◆ **Consigne écrite 1**:
Répondez brièvement aux questions suivantes sur le récit de l'entrée au Laos :
(a) Contre quelle somme le visa de passage de la moto est-il obtenu ?
(b) À quelle distance environ se trouve Sam Neua ?
(c) Qu'est-ce qui sert de salle de bain commune dans les villages traversés ?

◆ **Extrait du document**:
= = = =

Ce matin c'est l'heure de vérité et nous allons enfin savoir si
nous pouvons passer au Laos avec notre moto... Le poste frontière
est encore plus petit qu'à Dien Bien Phu. Quelques vietnamiens et
laotiens chargés de marchandises y passent à pieds . Pas de voiture
de particulier et pas un touriste...à part nous bien sûr ! Et
c'est sans difficulté et contre 20 dollars que nous obtenons le visa
de passage pour notre Titine. C'est donc avec soulagement, le sourire
aux lèvres et sans marchander que nous entrons au Laos.
Notre prochaine destination Sam Neua se trouve à environ 80
kilomètres de là...et les montagnes sont toujours présentes. Le
paysage se différencie du Vietnam par ces monts recouverts
littéralement de jungle dont d'immenses bouquets de bambous semblent
engloutir arbres et toutes autres végétations. Chaque parcelle de
plat est mise en valeur par la culture du riz et au milieu de ces
rizières des petits abris de bambous permettent aux habitants de se
reposer et de s'abriter du soleil. La route est en bonne état
(meilleure que la dernière faite au Vietnam) et peu de véhicules
circulent. Nous traversons de nombreux villages signalés par un
panneau avec leur nom respectif au contraire de leurs voisins qui
indiquent simplement l'entrée dans une bourgade sans jamais préciser
laquelle( ce qui complique souvent les choses et nous obligeait à
épier les devantures des magasins pour savoir où nous nous
trouvions). Constitués seulement de quelques maisons sur pilotis les
enfants y courent et s'amusent au bord de la route tandis que
volailles et chiens traversent tranquillement la chaussée. Quelques
point d'eau à ciel ouvert servent de salle de bain commune et grands
et petits y font leur toilette. Ici pas de béton, au mieux les
habitations sont en bois, ici pas de gargote pour se désaltérer ou
se restaurer, pas de magasins, ici même l'électricité est absente
et très peu de véhicules sont présents. Les villages semblent
perdus dans ces montagnes de forêts et à part les rizières nous ne
voyons aucune autre culture. Le pays est bien plus sauvage, plus
pauvre et plus calme que le Vietnam que nous venons de quitter.
Malgré le changement d'ambiance Titine a toujours autant de mal à
gravir les pentes et l'air laotien ne lui a pas donner des ailes.
Mais nous arrivons sans encombre à bon port.

= = = =

◆ **Liste de travail**:
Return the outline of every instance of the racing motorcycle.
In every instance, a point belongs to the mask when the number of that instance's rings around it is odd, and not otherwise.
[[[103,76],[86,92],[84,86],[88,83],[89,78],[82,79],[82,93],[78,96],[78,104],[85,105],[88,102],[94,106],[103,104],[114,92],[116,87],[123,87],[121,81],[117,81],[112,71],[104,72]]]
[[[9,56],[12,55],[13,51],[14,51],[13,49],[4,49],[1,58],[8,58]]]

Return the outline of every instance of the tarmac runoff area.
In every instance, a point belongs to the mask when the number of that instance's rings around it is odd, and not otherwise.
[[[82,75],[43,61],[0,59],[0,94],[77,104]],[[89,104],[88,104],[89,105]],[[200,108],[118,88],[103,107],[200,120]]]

= = = =

◆ **Consigne écrite 2**:
Recopiez à l'identique les lignes de la liste, depuis celle qui contient « Return the outline of every instance of the tarmac » jusqu'à la fin de la liste, ces deux bornes comprises.

◆ **Réponse écrite 1**:
(a) Contre 20 dollars.
(b) À environ 80 kilomètres.
(c) Quelques points d'eau à ciel ouvert.

◆ **Réponse écrite 2**:
Return the outline of every instance of the tarmac runoff area.
In every instance, a point belongs to the mask when the number of that instance's rings around it is odd, and not otherwise.
[[[82,75],[43,61],[0,59],[0,94],[77,104]],[[89,104],[88,104],[89,105]],[[200,108],[118,88],[103,107],[200,120]]]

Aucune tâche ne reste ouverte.